§ **Exercise**
Quote the stretch of the text on Canada and nuclear weapons from "Canadian Forces also" through "thermal nuclear weapon.", word for word.

Eighty years ago today the US Air Force dropped an atomic bomb on Hiroshima resulting in 140,000 deaths. Three days later they dropped a different type of nuclear weapon on another Japanese city. 40,000 were killed immediately in Nagasaki and tens of thousands more died in the aftermath.

Those who justify the bombings claim it saved US lives by quickly ending the war. But, Tokyo had already been devastated and had delivered multiple pleas for a surrender agreement. The bombings were largely a warning to the Soviet Union about US military capabilities amidst post-war negotiations.

Canada was not an innocent bystander in the nuclear bombing. Uranium from Great Bear Lake in the Northwest Territories was used in the bombs and Canada spent millions of dollars (tens of millions in today’s money) to help research the bombs’ development. Immediately after successfully developing the technology, the US submitted its proposal to drop the bomb on Japan to the tri-state World War II Combined Policy Committee meeting, which included powerful Canadian minister C.D. Howe and a British official. Apparently, Howe supported the US proposal. When the bomb was dropped on Hiroshima, Howe immediately praised the military action. “It is a distinct pleasure for me to announce that Canadian scientists have played an intimate part, and have been associated in an effective way with this great scientific development,” he told the press. (Reflecting the racism in Canadian governing circles, in his (uncensored) diary King wrote: “It is fortunate that the use of the bomb should have been upon the Japanese rather than upon the white races of Europe.”)

Only a few years after the first atomic bomb was built Ottawa allowed the US to station nuclear weapons in Canada. According to John Clearwater in Canadian Nuclear Weapons: The Untold Story of Canada’s Cold War Arsenal, the first “nuclear weapons came to Canada as early as September 1950, when the USAF [US Air Force] temporarily stationed eleven ‘Fat Man’- style atomic bombs at Goose Bay Newfoundland.”

Canadian territory has also been used to test US nuclear weapons. Beginning in 1952 Ottawa agreed to let the US Strategic Air Command use Canadian air space for training flights of nuclear-armed aircraft. At the same time, the U.S. Atomic Energy Commission conducted military tests in Canada to circumvent oversight by American “watchdog committees.” As part of the agreement Ottawa committed to prevent any investigation into the military aspects of nuclear research in Canada.

Canadian Forces also carried nukes on foreign-stationed aircraft. At the height of Canadian nuclear deployments in the late 1960s the government had between 250 and 450 atomic bombs at its disposal in Europe. Based in Germany, the CF-104 Starfighter, for instance, operated without a gun and carried nothing but a thermal nuclear weapon.

During the past 80 years Canada has often been the world’s largest producer of uranium. Ottawa has sold dozens of nuclear reactors to foreign countries, which have often been financed with aid dollars.

§ **Data supplied**
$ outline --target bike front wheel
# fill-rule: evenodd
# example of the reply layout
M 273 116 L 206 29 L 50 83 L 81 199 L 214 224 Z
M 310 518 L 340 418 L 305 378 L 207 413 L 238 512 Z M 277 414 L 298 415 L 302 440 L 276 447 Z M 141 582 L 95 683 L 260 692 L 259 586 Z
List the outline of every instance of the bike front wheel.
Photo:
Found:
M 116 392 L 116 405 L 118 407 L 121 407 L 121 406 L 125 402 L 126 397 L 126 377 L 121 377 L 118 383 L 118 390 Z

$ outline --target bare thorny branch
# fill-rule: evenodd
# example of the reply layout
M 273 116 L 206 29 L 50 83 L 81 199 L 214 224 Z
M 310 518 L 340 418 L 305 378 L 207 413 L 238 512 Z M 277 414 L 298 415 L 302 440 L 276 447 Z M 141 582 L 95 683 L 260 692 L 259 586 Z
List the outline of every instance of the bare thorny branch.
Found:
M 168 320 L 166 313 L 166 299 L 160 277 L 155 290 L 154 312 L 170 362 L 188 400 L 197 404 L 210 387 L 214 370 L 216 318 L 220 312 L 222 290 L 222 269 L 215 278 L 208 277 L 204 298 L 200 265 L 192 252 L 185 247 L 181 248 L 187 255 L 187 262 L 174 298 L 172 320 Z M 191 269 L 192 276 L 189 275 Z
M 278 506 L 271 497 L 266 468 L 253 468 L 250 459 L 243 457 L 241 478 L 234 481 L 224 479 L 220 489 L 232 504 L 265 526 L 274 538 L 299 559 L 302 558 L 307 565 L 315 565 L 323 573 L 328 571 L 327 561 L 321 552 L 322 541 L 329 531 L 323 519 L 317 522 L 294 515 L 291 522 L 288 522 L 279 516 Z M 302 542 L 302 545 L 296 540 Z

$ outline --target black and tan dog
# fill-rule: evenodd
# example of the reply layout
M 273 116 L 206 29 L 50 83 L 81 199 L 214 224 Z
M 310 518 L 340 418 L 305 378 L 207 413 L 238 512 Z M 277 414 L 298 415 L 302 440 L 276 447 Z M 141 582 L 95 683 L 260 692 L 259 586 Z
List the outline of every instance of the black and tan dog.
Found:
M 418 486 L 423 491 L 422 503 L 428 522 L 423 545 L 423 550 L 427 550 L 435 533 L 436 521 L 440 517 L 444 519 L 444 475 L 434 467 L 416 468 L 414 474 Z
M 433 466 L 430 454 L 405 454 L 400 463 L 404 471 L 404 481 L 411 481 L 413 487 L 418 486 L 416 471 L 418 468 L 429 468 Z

§ **Exercise output**
Canadian Forces also carried nukes on foreign-stationed aircraft. At the height of Canadian nuclear deployments in the late 1960s the government had between 250 and 450 atomic bombs at its disposal in Europe. Based in Germany, the CF-104 Starfighter, for instance, operated without a gun and carried nothing but a thermal nuclear weapon.